# [Task directions]
Copy out exactly the line that contains "If you could mark the grass" and all lines following it to the end of the data.

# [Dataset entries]
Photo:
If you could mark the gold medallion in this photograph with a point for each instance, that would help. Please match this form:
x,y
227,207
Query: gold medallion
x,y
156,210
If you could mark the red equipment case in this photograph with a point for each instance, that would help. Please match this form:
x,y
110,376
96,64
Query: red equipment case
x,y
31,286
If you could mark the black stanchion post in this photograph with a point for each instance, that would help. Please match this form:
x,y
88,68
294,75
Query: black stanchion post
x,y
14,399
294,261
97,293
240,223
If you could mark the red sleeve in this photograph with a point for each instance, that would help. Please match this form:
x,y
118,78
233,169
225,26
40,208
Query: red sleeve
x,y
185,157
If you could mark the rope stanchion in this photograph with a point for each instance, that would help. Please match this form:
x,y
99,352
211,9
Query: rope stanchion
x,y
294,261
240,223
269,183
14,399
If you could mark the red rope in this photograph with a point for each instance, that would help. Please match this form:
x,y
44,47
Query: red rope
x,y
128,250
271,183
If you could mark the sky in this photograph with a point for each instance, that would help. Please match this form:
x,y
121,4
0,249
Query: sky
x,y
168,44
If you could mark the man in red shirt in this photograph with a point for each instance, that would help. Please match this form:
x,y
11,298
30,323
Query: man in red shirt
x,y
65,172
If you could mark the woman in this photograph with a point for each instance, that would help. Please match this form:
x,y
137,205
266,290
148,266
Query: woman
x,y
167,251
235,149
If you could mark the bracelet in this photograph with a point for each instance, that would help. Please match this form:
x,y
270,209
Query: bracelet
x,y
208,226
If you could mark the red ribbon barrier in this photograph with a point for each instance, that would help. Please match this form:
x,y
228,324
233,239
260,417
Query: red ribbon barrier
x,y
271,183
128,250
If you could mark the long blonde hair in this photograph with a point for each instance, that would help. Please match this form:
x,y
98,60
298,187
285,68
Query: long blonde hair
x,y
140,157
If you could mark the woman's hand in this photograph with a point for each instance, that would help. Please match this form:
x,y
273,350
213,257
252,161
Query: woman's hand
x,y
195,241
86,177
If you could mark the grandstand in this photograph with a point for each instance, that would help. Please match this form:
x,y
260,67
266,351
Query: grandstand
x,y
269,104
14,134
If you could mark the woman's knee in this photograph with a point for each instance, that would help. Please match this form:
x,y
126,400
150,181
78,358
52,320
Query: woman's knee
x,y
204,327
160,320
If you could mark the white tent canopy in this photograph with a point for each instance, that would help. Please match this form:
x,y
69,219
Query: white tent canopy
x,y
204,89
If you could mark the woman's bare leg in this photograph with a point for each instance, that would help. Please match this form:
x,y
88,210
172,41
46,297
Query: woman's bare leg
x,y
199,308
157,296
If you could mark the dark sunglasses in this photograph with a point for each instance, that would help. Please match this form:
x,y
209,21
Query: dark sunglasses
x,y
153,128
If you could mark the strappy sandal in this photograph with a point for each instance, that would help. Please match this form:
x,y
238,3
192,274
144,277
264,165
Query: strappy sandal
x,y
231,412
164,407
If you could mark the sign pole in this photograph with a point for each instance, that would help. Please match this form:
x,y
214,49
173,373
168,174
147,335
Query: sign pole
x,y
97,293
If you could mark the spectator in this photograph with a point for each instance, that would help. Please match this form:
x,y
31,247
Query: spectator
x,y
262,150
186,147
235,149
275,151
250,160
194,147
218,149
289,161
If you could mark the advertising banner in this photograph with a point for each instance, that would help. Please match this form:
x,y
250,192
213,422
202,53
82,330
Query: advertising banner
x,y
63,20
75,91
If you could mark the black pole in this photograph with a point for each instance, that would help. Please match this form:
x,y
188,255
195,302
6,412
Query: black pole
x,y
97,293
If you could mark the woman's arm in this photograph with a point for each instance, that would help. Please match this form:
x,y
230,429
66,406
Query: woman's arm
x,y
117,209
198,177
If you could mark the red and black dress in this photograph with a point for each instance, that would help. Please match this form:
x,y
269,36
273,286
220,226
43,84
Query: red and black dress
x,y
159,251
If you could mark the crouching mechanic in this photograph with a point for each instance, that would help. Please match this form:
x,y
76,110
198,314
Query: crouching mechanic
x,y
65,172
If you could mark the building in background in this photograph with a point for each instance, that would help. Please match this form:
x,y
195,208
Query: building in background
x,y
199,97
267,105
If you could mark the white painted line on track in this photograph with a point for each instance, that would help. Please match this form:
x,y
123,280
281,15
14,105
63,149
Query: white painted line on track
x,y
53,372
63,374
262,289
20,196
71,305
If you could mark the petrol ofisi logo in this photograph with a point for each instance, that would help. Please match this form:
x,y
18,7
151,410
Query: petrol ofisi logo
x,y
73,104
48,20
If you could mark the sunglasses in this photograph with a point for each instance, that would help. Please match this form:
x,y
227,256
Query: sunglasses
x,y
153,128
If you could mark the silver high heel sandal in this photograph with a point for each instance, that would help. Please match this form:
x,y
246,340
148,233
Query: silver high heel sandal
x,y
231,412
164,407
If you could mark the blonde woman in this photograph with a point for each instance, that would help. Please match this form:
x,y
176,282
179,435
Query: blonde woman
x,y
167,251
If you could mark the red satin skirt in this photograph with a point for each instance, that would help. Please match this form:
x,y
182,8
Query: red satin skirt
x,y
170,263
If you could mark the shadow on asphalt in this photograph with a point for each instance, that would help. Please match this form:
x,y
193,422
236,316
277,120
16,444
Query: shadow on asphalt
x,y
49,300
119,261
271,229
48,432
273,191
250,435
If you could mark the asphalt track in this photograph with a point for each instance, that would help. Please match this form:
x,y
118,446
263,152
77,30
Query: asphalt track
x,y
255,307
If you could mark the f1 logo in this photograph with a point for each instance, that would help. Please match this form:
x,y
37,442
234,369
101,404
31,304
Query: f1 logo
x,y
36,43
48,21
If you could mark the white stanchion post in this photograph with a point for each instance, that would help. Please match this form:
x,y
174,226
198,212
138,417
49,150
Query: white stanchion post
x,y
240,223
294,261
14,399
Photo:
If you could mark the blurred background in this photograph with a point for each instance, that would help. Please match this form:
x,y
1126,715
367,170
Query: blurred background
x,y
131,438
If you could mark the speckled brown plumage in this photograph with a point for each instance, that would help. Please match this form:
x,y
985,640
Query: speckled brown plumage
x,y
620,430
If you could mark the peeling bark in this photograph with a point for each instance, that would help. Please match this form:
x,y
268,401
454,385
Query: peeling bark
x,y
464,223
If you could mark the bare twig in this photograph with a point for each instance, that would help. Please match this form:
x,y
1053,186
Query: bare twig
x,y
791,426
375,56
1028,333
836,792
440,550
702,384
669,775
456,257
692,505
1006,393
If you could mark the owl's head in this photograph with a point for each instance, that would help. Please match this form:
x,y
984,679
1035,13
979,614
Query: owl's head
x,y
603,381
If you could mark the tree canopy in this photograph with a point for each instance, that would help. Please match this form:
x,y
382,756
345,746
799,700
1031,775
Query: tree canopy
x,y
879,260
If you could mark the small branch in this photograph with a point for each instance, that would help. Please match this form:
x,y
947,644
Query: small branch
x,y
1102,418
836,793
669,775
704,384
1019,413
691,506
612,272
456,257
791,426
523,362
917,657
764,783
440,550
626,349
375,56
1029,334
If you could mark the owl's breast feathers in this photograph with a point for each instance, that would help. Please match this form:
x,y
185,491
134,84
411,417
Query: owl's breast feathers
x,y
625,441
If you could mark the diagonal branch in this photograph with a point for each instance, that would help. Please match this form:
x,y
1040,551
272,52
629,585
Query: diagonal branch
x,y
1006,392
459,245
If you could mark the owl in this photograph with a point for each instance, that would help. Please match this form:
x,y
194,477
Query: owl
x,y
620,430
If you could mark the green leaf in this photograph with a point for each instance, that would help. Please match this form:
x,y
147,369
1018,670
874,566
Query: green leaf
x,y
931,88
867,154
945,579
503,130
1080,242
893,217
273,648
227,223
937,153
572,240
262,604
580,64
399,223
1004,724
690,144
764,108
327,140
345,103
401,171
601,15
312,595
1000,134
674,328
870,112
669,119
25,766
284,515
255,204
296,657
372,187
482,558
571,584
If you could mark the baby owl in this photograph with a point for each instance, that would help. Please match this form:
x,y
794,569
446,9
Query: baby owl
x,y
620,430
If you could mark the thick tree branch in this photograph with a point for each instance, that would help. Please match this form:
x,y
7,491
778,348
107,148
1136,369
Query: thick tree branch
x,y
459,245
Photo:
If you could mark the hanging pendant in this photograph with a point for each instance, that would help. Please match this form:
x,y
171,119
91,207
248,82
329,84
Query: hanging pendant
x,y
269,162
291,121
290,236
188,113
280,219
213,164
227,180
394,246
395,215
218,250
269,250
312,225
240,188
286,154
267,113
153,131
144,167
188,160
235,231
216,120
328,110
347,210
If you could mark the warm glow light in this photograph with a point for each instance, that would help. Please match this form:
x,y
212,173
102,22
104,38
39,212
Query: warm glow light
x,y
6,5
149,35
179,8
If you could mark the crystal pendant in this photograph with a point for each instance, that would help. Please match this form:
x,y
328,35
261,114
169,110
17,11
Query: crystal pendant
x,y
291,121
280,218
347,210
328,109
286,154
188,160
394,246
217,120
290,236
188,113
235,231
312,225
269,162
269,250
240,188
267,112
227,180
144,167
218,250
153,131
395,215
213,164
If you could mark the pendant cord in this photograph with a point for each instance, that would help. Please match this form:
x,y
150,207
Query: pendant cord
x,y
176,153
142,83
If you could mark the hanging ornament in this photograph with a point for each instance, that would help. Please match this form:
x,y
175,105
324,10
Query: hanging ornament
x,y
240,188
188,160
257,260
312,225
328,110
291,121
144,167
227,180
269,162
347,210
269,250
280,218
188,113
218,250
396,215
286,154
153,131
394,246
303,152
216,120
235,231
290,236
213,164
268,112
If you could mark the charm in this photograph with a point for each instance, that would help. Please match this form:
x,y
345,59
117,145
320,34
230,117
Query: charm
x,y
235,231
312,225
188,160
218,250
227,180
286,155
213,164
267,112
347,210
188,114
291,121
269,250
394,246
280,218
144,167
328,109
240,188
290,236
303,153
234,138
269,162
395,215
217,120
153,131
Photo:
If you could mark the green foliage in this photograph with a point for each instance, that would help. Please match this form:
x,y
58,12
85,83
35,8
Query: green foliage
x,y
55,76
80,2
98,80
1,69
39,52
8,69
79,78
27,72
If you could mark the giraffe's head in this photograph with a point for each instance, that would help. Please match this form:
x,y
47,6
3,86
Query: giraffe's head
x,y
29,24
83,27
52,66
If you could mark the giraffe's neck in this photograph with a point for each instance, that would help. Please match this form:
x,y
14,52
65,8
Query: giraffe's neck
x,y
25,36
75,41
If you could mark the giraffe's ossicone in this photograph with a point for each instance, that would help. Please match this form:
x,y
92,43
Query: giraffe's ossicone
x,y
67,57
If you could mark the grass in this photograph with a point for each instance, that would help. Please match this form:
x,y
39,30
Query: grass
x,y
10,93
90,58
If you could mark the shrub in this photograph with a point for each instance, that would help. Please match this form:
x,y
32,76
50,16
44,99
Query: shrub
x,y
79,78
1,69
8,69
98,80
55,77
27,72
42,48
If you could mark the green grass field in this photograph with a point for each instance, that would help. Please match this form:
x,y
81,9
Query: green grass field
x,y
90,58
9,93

# [Solution to the problem]
If you could mark the grass in this photograph with a point for each instance, that would help. Please match this form:
x,y
39,30
Query: grass
x,y
10,93
90,58
If you could mark the shrub in this photograph with a point for each instance, that would help. Please match this form:
x,y
32,76
50,16
44,99
Query: shrub
x,y
79,78
1,69
8,69
98,80
55,77
27,72
42,48
If you could mark the green grass field in this photograph with a point for each instance, that would help. Please match this form:
x,y
81,9
Query: green grass field
x,y
90,58
9,93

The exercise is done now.